_SELECTED EXCERPT_
++++
GuessIt

Release v0.9.0 (Installation)

GuessIt is a python library that extracts as much information as possible from a video file.

It has a very powerful filename matcher that allows to guess a lot of metadata from a video using its filename only. This matcher works with both movies and tv shows episodes.

For example, GuessIt can do the following:

$ guessit "Treme.1x03.Right.Place,.Wrong.Time.HDTV.XviD-NoTV.avi"
For: Treme.1x03.Right.Place,.Wrong.Time.HDTV.XviD-NoTV.avi
GuessIt found: {
    [1.00] "mimetype": "video/x-msvideo",
    [0.80] "episodeNumber": 3,
    [0.80] "videoCodec": "XviD",
    [1.00] "container": "avi",
    [1.00] "format": "HDTV",
    [0.70] "series": "Treme",
    [0.50] "title": "Right Place, Wrong Time",
    [0.80] "releaseGroup": "NoTV",
    [0.80] "season": 1,
    [1.00] "type": "episode"
}

Filename matcher

The filename matcher is based on regular expressions and tree splitting to guess values from input filename.

It is able to find many properties, like title, year, series, episodeNumber, seasonNumber, videoCodec, screenSize, language. Guessed values are cleaned up and given in a readable format which may not match the raw filename.

DVDSCR will be guessed as format = DVD + other = Screener.

1920x1080 will be guessed as screenSize = 1080p.

DD5.1 will be guessed as audioCodec = DolbyDigital + audioChannel = 5.1.

Here’s the exhaustive list of properties that guessit can find:

Main properties

  • type

    Type of the file.

    • unknown, movie, episode, moviesubtitle, episodesubtitle
  • title

    Title of movie or episode.

  • container

    Container of the file.

    • 3g2, wmv, webm, mp4, avi, mp4a, mpeg, sub, mka, m4v, ts, mkv, ra, rm, wma, ass, mpg, ram, 3gp, ogv, mov, ogm, asf, divx, ogg, ssa, qt, idx, nfo, wav, flv, 3gp2, iso, mk2, srt
  • date

    Date found in filename.

  • year

    Year of movie (or episode).

  • releaseGroup

    Name of (non)scene group that released the file.

  • website

    Name of website contained in the filename.

Episode properties

  • series

    Name of series.

  • season

    Season number.

  • episodeNumber

    Episode number.

  • episodeList

    List of episode numbers if several were found.

    • note: If several are found, episodeNumber is the first item of this list.
  • seasonList

    List of season numbers if several were found.

    • note: If several are found, seasonNumber is the first item of this list.
  • episodeCount

    Total number of episodes.

  • seasonCount

    Total number of seasons.

  • episodeDetails

    Some details about the episode.
++++
_PROVIDED DATA_
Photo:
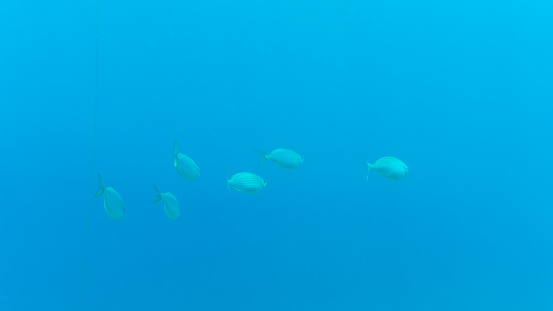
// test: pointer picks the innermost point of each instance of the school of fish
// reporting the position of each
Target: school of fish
(245, 182)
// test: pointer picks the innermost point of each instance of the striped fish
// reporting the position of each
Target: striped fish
(113, 203)
(170, 203)
(389, 167)
(247, 182)
(284, 158)
(186, 167)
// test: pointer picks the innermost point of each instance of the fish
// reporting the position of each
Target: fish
(113, 203)
(284, 158)
(170, 203)
(186, 167)
(389, 167)
(247, 182)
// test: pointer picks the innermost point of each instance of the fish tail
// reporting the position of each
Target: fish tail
(101, 190)
(158, 194)
(264, 156)
(370, 168)
(175, 153)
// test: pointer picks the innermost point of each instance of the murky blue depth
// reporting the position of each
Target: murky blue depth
(458, 91)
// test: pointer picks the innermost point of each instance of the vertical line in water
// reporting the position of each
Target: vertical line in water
(91, 187)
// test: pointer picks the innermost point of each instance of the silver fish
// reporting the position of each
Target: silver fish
(247, 182)
(113, 203)
(284, 158)
(170, 203)
(186, 167)
(389, 167)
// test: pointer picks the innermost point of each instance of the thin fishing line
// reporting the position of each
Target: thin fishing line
(91, 187)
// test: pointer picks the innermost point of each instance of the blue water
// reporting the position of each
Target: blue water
(459, 90)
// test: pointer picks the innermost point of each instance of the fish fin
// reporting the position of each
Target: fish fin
(158, 194)
(101, 190)
(370, 168)
(175, 154)
(264, 156)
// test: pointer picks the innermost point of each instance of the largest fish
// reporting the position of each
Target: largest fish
(389, 167)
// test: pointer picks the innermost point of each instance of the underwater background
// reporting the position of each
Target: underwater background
(461, 91)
++++
_WHAT YOU HAVE TO DO_
Continue the GuessIt documentation above, starting after its last line about the episodeDetails property.

_SOLVED PROBLEM_
    • Bonus Oav Ova Omake Extras Unaired Special Pilot
  • episodeFormat

    Episode format of the series.

    • Minisode
  • part

    Part number of the episode.

  • version

    Version of the episode.

    • In anime fansub scene, new versions are released with tag <episode>v[0-9].

Video properties

  • format

    Format of the initial source

    • HDTV WEB-DL TV VOD BluRay DVD WEBRip Workprint Telecine VHS DVB Telesync HD-DVD PPV Cam
  • screenSize

    Resolution of video. - 720p 1080p 1080i <width>x<height> 4K 360p 368p 480p 576p 900p

  • videoCodec Codec used for video.

    • h264 h265 DivX XviD Real Mpeg2
  • videoProfile Codec profile used for video.

    • 8bit 10bit HP BP MP XP Hi422P Hi444PP
  • videoApi API used for the video.

    • DXVA

Audio properties

  • audioChannels

    Number of channels for audio.

    • 1.0 2.0 5.1 7.1
  • audioCodec Codec used for audio.

    • DTS TrueHD DolbyDigital AAC AC3 MP3 Flac
  • audioProfile The codec profile used for audio.

    • LC HQ HD HE HDMA

Localization properties

  • Country

    Country(ies) of content. Often found in series, Shameless (US) for instance.

    • [<babelfish.Country>] (This class equals name and iso code)
  • Language

    Language(s) of the audio soundtrack.

    • [<babelfish.Language>] (This class equals name and iso code)
  • subtitleLanguage

    Language(s) of the subtitles.

    • [<babelfish.Language>] (This class equals name and iso code)

Other properties

  • bonusNumber

    Bonus number.

  • bonusTitle

    Bonus title.

  • cdNumber

    CD number.

  • cdNumberTotal

    Total number of CD.

  • crc32

    CRC32 of the file.

  • idNumber

    Volume identifier (UUID).

  • edition

    Edition of the movie.

    • Special Edition, Collector Edition, Director's cut, Criterion Edition, Deluxe Edition
  • filmNumber

    Film number of this movie.

  • filmSeries

    Film series of this movie.

  • other

    Other property will appear under this property.

    • Fansub, HR, HQ, Netflix, Screener, Unrated, HD, 3D, SyncFix, Bonus, WideScreen, Fastsub, R5, AudioFix, DDC, Trailer, Complete, Limited, Classic, Proper, DualAudio, LiNE

Other features

GuessIt also allows you to compute a whole lof of hashes from a file, namely all the ones you can find in the hashlib python module (md5, sha1, ...), but also the Media Player Classic hash that is used (amongst others) by OpenSubtitles and SMPlayer, as well as the ed2k hash.

If you have the ‘guess-language’ python package installed, GuessIt can also analyze a subtitle file’s contents and detect which language it is written in.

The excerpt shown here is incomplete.